**WHAT NEEDS TO BE DONE**
Only an exact copy belongs in the answer: the line with "Target: landscaping rock border" and every line after it through the end of the records, pictures left out.

**SUPPLIED DATA**
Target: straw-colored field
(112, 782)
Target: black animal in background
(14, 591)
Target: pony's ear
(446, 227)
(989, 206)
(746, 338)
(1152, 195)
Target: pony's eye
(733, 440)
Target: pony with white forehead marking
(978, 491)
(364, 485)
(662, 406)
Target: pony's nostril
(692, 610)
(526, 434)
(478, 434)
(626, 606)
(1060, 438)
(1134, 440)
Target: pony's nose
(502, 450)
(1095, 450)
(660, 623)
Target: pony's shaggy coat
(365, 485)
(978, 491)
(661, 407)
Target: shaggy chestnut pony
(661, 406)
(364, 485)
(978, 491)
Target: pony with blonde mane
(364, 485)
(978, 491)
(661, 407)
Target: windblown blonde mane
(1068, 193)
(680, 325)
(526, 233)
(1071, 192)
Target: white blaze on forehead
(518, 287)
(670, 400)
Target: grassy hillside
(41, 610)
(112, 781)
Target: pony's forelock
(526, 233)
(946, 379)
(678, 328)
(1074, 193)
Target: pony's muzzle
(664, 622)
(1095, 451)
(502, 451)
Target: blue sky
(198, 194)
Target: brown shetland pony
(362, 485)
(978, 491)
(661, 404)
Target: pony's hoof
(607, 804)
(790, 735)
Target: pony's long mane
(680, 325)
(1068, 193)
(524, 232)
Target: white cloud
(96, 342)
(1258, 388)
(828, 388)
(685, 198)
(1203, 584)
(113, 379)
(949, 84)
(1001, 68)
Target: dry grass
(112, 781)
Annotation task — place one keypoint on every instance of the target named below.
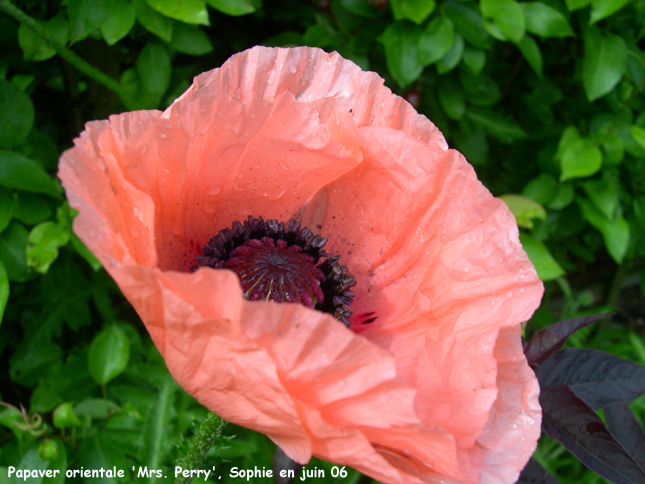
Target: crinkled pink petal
(435, 388)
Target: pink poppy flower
(429, 383)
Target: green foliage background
(546, 98)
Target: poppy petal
(430, 384)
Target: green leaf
(601, 9)
(545, 265)
(18, 171)
(85, 253)
(133, 95)
(541, 189)
(494, 31)
(109, 354)
(531, 53)
(638, 134)
(507, 15)
(563, 198)
(96, 408)
(233, 7)
(85, 16)
(545, 21)
(7, 205)
(435, 40)
(34, 47)
(613, 148)
(579, 159)
(119, 23)
(16, 115)
(190, 40)
(524, 209)
(452, 99)
(153, 66)
(614, 232)
(504, 129)
(604, 62)
(153, 21)
(362, 8)
(45, 239)
(188, 11)
(449, 61)
(64, 416)
(468, 22)
(603, 195)
(400, 40)
(474, 146)
(31, 462)
(13, 244)
(576, 4)
(415, 10)
(31, 208)
(481, 90)
(54, 453)
(98, 451)
(4, 290)
(474, 59)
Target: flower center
(283, 264)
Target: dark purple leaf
(549, 340)
(282, 461)
(580, 430)
(534, 473)
(597, 377)
(624, 426)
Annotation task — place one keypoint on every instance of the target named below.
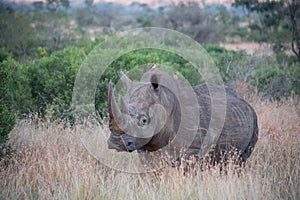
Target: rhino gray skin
(128, 124)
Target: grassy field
(51, 162)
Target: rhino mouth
(128, 146)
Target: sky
(127, 2)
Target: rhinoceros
(158, 109)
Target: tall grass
(50, 162)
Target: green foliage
(7, 118)
(52, 79)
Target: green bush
(7, 118)
(52, 78)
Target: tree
(293, 8)
(278, 23)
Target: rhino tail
(245, 155)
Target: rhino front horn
(115, 115)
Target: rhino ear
(125, 80)
(154, 81)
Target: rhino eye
(155, 86)
(143, 121)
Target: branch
(295, 35)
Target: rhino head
(145, 119)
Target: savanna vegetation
(43, 45)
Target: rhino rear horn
(125, 80)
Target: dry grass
(51, 162)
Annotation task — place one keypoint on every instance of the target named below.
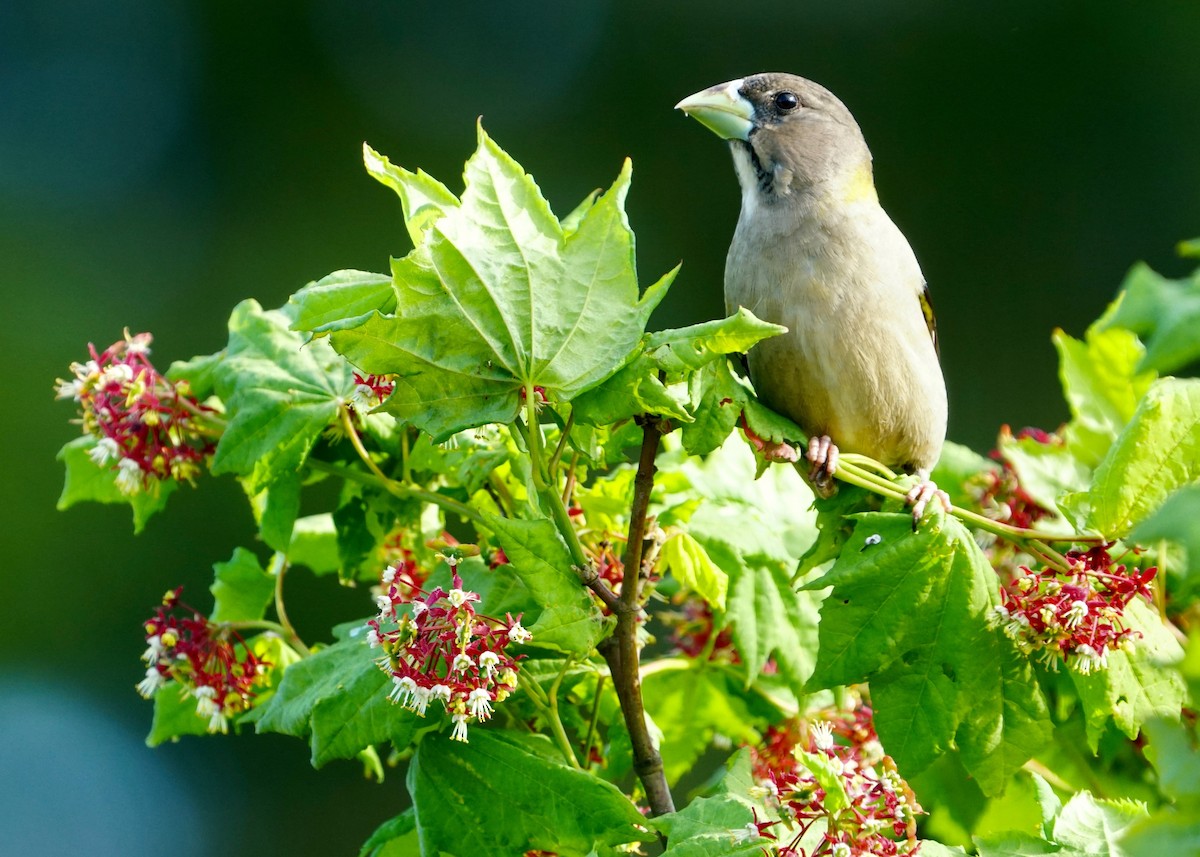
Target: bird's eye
(786, 101)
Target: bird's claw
(919, 497)
(822, 456)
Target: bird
(814, 251)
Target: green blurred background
(160, 161)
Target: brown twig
(621, 649)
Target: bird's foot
(921, 496)
(771, 450)
(822, 456)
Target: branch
(621, 649)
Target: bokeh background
(160, 161)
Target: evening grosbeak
(815, 252)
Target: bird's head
(787, 135)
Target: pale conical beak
(721, 109)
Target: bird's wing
(927, 309)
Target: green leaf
(174, 715)
(424, 198)
(1164, 312)
(1171, 749)
(394, 838)
(720, 399)
(1045, 471)
(691, 706)
(499, 299)
(337, 699)
(1086, 827)
(87, 481)
(504, 793)
(711, 826)
(1103, 384)
(339, 297)
(1167, 832)
(955, 467)
(315, 544)
(1175, 521)
(685, 559)
(569, 621)
(683, 349)
(768, 617)
(1138, 685)
(1157, 454)
(241, 588)
(280, 395)
(910, 613)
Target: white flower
(519, 635)
(460, 727)
(1089, 660)
(155, 649)
(70, 389)
(117, 373)
(822, 735)
(421, 697)
(154, 679)
(361, 396)
(106, 449)
(1075, 615)
(403, 689)
(487, 663)
(129, 477)
(479, 702)
(747, 834)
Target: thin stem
(387, 483)
(562, 445)
(621, 649)
(279, 567)
(549, 708)
(593, 718)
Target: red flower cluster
(209, 660)
(145, 426)
(438, 648)
(1079, 616)
(834, 786)
(1001, 495)
(370, 390)
(691, 631)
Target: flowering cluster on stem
(833, 785)
(147, 427)
(370, 390)
(1078, 616)
(437, 648)
(209, 660)
(1001, 495)
(693, 628)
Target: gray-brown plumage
(814, 251)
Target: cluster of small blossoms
(1000, 492)
(147, 427)
(1075, 616)
(370, 390)
(210, 661)
(691, 631)
(437, 648)
(793, 760)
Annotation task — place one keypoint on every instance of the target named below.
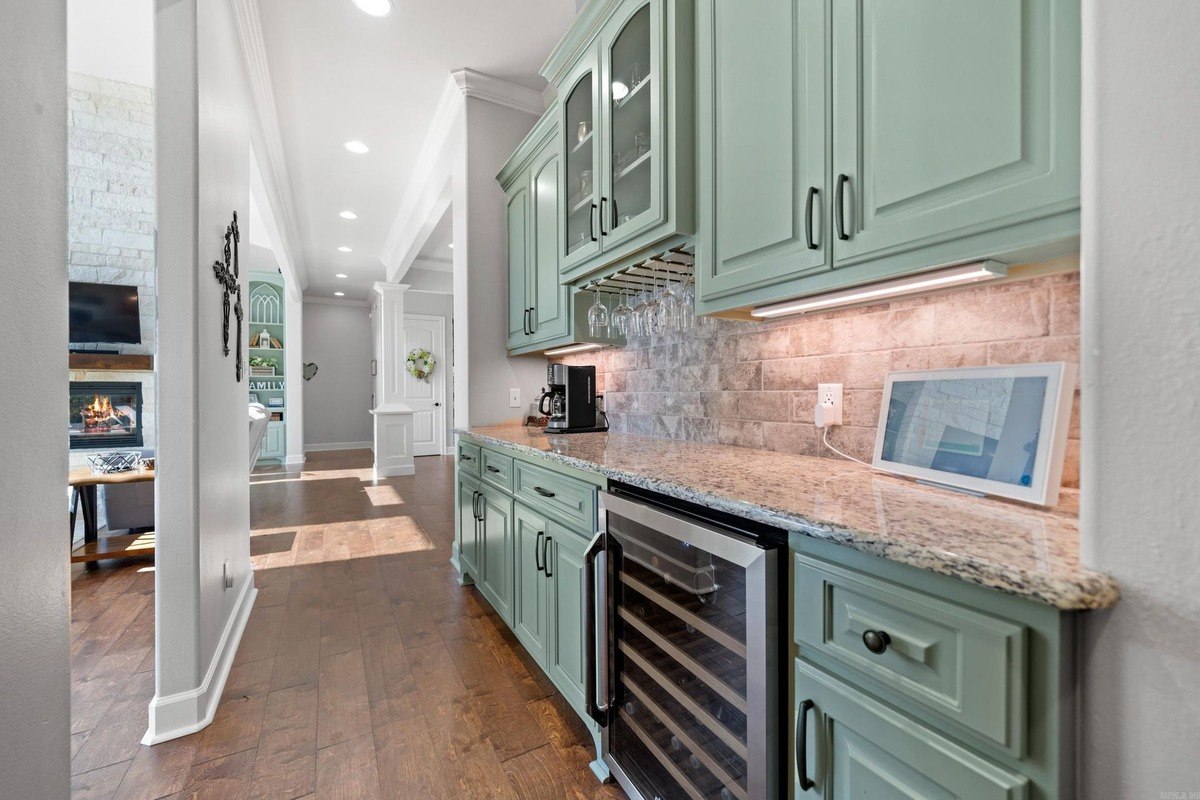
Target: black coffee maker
(570, 403)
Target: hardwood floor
(365, 672)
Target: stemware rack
(675, 265)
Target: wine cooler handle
(597, 710)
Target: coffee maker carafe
(570, 402)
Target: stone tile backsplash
(755, 384)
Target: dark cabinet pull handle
(814, 192)
(802, 745)
(876, 641)
(838, 211)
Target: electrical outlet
(828, 410)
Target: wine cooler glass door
(691, 674)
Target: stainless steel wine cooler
(684, 674)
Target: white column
(393, 416)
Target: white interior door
(427, 397)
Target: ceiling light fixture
(574, 348)
(375, 7)
(899, 288)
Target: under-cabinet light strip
(913, 284)
(574, 348)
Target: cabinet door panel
(565, 659)
(580, 192)
(952, 118)
(550, 318)
(633, 138)
(762, 112)
(496, 557)
(859, 749)
(519, 262)
(467, 528)
(529, 591)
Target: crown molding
(276, 174)
(495, 90)
(337, 301)
(426, 197)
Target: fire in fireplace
(106, 415)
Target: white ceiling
(340, 74)
(112, 38)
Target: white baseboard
(185, 713)
(339, 445)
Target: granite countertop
(1005, 546)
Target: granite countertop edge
(1084, 591)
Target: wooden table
(83, 482)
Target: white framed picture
(999, 431)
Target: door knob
(876, 641)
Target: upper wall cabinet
(906, 136)
(627, 118)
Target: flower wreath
(420, 364)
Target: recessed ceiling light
(375, 7)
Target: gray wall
(35, 725)
(202, 491)
(337, 401)
(1140, 727)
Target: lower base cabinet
(850, 745)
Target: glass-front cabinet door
(633, 122)
(581, 185)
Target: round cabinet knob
(876, 641)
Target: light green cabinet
(857, 749)
(495, 578)
(565, 612)
(467, 522)
(625, 86)
(529, 620)
(763, 148)
(925, 133)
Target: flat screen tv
(105, 313)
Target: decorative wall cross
(229, 280)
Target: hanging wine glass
(621, 314)
(598, 314)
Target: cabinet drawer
(967, 666)
(468, 458)
(496, 469)
(855, 746)
(557, 494)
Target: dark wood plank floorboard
(365, 671)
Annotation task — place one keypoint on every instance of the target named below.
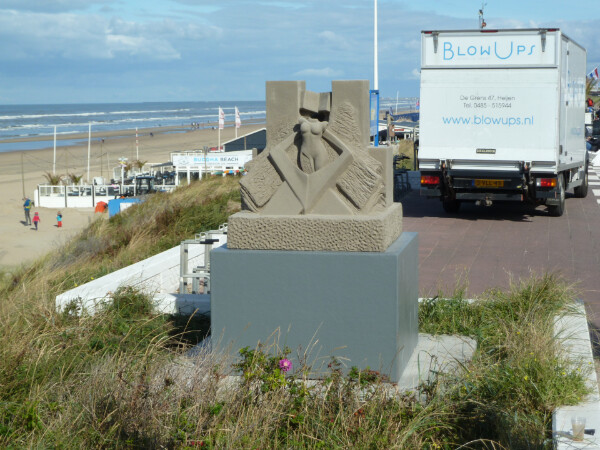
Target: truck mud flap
(496, 196)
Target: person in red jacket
(36, 220)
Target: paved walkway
(481, 247)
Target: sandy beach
(22, 171)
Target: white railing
(84, 196)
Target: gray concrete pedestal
(360, 307)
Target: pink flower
(285, 365)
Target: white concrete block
(573, 331)
(158, 274)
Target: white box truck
(502, 117)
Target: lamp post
(122, 162)
(374, 93)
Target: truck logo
(450, 51)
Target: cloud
(44, 36)
(51, 5)
(326, 72)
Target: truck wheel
(581, 190)
(558, 210)
(450, 205)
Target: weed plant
(126, 378)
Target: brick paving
(483, 247)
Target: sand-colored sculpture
(317, 185)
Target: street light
(122, 162)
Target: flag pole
(54, 158)
(89, 148)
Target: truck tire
(558, 210)
(450, 205)
(581, 190)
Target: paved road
(482, 247)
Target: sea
(38, 121)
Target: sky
(98, 51)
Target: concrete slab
(360, 307)
(573, 330)
(157, 275)
(435, 354)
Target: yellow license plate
(489, 183)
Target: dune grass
(123, 378)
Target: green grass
(121, 379)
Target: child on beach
(36, 219)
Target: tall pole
(89, 149)
(205, 156)
(375, 62)
(54, 159)
(101, 145)
(22, 175)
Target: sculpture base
(312, 232)
(361, 308)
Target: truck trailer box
(502, 117)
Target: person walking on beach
(36, 220)
(27, 208)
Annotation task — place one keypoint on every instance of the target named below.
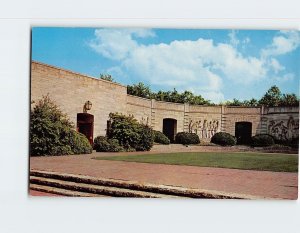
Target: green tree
(140, 90)
(289, 100)
(272, 97)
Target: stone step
(62, 192)
(94, 189)
(156, 190)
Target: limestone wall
(140, 108)
(71, 90)
(204, 120)
(239, 114)
(281, 122)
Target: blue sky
(217, 64)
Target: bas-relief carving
(204, 128)
(284, 129)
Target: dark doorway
(170, 128)
(243, 132)
(85, 125)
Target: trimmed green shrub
(159, 137)
(52, 133)
(262, 140)
(130, 133)
(103, 144)
(187, 138)
(223, 139)
(79, 143)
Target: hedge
(52, 133)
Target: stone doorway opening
(170, 128)
(243, 132)
(85, 125)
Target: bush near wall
(262, 140)
(159, 137)
(130, 134)
(52, 133)
(223, 139)
(187, 138)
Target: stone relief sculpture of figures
(284, 130)
(204, 129)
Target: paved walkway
(257, 183)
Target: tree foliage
(144, 91)
(272, 98)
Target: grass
(244, 161)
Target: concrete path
(257, 183)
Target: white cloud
(284, 42)
(116, 44)
(200, 66)
(285, 78)
(276, 66)
(233, 39)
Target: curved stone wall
(71, 90)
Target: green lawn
(245, 161)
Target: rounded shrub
(103, 144)
(261, 140)
(159, 137)
(79, 143)
(131, 134)
(187, 138)
(52, 133)
(223, 139)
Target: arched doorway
(85, 125)
(170, 128)
(243, 132)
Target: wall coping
(269, 111)
(76, 73)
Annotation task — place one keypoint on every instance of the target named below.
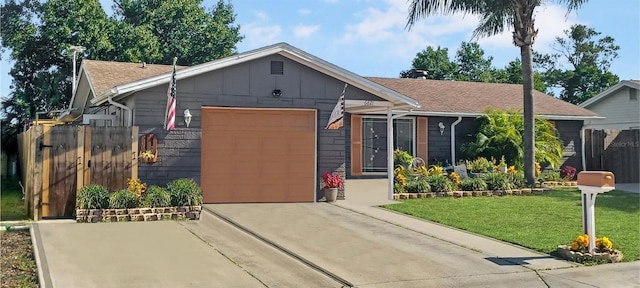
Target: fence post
(80, 164)
(36, 144)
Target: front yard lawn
(540, 222)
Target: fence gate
(617, 151)
(58, 161)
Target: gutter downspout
(114, 103)
(453, 140)
(390, 118)
(582, 146)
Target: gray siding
(244, 85)
(440, 145)
(620, 109)
(570, 135)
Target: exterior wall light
(187, 117)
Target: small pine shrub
(185, 192)
(418, 186)
(440, 183)
(92, 197)
(123, 199)
(473, 184)
(156, 196)
(517, 179)
(497, 181)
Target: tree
(588, 59)
(500, 134)
(39, 36)
(472, 65)
(512, 74)
(435, 62)
(495, 16)
(183, 28)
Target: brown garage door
(258, 155)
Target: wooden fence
(617, 151)
(58, 161)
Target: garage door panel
(268, 155)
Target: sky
(369, 37)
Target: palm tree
(495, 16)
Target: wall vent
(277, 68)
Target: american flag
(336, 119)
(170, 121)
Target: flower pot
(330, 194)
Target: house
(613, 141)
(257, 127)
(618, 104)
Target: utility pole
(75, 49)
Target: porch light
(187, 117)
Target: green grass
(11, 204)
(540, 222)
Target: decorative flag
(170, 119)
(337, 115)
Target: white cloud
(302, 31)
(258, 35)
(304, 11)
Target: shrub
(480, 165)
(156, 196)
(436, 170)
(473, 184)
(497, 181)
(92, 197)
(123, 199)
(418, 186)
(568, 172)
(136, 187)
(185, 192)
(551, 176)
(398, 188)
(402, 158)
(440, 183)
(517, 179)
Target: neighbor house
(257, 127)
(618, 104)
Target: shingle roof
(475, 97)
(105, 75)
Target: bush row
(179, 192)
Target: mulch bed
(17, 261)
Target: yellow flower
(606, 242)
(575, 246)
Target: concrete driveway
(349, 243)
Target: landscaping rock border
(460, 194)
(138, 214)
(564, 251)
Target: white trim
(86, 118)
(635, 84)
(282, 49)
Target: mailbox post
(591, 183)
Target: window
(277, 68)
(374, 141)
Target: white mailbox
(591, 183)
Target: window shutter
(356, 144)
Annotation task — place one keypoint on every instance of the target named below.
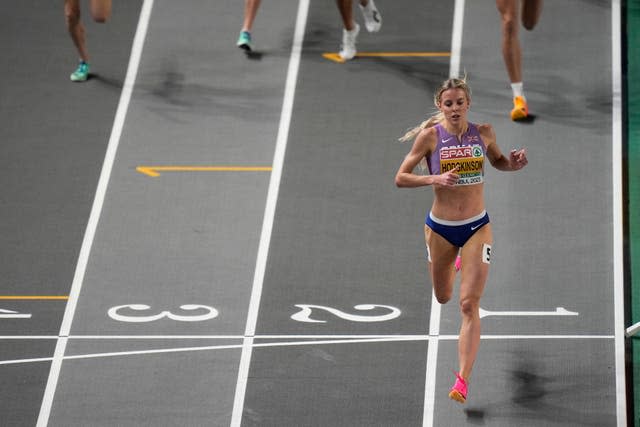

**FINISHED TASK**
Target: landscaping rock border
(460, 194)
(138, 214)
(564, 251)
Target: white trim
(86, 118)
(635, 84)
(282, 49)
Target: mailbox post
(591, 183)
Target: window
(277, 68)
(374, 141)
Target: white mailbox
(591, 183)
Target: window shutter
(356, 144)
Annotation task — place one keypoint on every instance of the target named below.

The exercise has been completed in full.